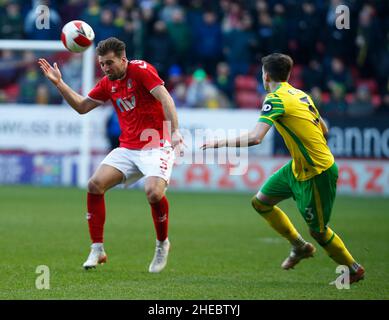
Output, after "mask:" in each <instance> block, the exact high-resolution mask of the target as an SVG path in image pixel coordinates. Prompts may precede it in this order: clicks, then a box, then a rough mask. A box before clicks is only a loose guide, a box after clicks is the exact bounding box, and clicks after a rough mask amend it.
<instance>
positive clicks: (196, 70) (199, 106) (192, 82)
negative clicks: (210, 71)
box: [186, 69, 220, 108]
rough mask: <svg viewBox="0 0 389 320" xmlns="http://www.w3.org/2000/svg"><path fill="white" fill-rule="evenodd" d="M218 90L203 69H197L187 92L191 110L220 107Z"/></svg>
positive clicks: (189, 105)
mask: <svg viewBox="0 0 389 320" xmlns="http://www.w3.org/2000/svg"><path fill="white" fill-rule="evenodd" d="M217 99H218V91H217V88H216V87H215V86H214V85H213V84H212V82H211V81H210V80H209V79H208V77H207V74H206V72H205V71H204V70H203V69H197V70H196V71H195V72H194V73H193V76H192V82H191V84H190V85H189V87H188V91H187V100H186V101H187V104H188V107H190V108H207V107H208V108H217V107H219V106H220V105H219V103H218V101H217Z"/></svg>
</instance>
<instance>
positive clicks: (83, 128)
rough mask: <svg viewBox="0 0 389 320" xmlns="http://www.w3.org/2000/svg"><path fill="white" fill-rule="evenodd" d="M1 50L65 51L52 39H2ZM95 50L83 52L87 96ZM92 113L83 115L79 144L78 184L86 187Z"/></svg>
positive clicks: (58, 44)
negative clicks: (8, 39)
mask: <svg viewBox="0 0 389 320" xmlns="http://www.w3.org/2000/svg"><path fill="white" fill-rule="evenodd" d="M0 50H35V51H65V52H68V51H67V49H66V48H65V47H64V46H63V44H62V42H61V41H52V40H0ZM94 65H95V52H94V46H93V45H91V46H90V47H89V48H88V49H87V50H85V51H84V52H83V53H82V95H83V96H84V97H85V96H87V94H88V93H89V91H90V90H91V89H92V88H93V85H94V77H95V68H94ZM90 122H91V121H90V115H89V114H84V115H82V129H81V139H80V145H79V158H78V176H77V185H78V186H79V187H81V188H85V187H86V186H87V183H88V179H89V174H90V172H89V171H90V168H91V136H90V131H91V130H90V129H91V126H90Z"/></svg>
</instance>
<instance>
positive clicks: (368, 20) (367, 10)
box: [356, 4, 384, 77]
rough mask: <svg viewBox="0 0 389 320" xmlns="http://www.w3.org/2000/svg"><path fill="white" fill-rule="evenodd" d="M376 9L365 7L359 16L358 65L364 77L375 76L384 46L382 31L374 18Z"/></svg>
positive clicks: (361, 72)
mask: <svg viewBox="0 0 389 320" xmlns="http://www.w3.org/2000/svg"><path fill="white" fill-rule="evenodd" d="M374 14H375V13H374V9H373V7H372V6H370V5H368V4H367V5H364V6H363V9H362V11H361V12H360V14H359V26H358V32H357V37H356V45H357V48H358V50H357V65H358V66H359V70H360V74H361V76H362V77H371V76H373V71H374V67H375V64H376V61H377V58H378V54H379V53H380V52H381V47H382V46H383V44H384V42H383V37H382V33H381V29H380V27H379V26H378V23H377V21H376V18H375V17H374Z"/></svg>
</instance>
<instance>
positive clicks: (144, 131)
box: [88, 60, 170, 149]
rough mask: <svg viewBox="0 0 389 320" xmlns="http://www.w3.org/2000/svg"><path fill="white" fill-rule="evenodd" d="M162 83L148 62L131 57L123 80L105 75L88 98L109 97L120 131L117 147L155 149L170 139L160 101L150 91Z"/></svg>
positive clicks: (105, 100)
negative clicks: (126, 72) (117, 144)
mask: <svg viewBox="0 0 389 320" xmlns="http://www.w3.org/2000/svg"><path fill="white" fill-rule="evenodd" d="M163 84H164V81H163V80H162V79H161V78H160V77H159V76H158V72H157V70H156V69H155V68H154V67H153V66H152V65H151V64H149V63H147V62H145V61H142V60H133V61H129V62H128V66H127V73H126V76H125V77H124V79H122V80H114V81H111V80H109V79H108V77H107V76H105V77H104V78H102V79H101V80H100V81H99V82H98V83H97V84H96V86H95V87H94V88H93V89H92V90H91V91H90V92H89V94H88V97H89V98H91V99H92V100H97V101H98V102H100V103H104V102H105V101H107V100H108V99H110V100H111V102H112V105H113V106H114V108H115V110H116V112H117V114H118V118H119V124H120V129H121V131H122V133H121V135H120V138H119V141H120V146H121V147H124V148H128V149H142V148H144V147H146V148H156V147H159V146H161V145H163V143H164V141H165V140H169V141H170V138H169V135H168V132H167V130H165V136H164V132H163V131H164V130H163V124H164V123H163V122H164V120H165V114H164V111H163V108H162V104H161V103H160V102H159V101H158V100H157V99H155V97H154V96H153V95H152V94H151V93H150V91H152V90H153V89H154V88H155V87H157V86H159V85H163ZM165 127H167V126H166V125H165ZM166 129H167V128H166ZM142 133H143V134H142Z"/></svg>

________________________________________

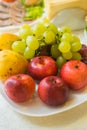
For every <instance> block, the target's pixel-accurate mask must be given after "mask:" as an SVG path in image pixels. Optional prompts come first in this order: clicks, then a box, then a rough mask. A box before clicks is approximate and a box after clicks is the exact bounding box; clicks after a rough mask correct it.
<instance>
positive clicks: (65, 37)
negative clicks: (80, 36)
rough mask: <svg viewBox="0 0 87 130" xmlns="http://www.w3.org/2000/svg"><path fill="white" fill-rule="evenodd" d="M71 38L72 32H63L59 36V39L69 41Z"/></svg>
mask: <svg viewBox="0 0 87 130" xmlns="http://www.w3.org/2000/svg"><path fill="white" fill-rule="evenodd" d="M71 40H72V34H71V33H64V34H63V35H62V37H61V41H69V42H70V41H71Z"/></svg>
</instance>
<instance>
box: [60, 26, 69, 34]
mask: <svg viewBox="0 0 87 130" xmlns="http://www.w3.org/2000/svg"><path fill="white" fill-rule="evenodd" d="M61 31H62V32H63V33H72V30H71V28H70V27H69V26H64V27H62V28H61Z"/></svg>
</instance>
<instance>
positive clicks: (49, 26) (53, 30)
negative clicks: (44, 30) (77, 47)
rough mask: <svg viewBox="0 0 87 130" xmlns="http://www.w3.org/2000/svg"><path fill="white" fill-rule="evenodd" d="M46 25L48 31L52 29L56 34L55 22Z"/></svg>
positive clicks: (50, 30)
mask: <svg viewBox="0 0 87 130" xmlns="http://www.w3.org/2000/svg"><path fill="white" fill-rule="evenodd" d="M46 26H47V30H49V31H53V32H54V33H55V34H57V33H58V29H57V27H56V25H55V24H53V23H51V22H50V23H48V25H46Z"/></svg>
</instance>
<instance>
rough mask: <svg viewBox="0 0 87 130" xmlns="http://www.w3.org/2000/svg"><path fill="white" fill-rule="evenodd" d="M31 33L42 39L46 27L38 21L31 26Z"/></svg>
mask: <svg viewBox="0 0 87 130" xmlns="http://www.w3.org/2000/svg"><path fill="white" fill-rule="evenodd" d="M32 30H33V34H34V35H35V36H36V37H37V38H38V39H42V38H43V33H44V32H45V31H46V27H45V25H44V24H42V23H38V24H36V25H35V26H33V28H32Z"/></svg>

________________________________________

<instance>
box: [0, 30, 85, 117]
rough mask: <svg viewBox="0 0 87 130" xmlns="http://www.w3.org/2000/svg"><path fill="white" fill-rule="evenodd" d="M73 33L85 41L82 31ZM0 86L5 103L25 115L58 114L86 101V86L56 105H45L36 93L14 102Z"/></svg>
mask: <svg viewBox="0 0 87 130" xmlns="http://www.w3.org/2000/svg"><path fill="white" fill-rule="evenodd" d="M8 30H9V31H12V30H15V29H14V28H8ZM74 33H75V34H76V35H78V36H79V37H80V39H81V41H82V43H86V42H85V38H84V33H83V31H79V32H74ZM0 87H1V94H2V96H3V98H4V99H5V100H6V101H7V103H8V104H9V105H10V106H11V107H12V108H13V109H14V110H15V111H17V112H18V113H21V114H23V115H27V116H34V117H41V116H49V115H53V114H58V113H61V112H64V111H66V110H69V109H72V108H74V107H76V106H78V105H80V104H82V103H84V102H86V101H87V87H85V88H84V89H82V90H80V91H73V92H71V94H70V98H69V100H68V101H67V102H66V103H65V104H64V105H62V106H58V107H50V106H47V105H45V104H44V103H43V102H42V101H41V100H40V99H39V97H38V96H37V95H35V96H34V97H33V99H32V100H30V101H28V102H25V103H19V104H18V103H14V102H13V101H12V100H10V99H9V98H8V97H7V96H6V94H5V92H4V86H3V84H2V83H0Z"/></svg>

________________________________________

The problem: Filter the listing above for lines with the word "after", and copy each one you find.

Exercise solution:
Output, after "mask:" in each <instance> block, the exact high-resolution mask of the target as an SVG path in image pixel coordinates. Prompts may precede it in this order: clicks, then a box, then a rough mask. A box before clicks is only a loose guide, a box after clicks is the exact bounding box, and clicks after a rough mask amend it.
For every <instance> block, the target's pixel-accurate mask must be given after "mask:" as an SVG path in image pixels. Optional prompts come first in this order: clicks, then a box, then a rough mask. A box before clicks is approximate and a box after clicks is the exact bounding box; clicks after a rough mask correct it.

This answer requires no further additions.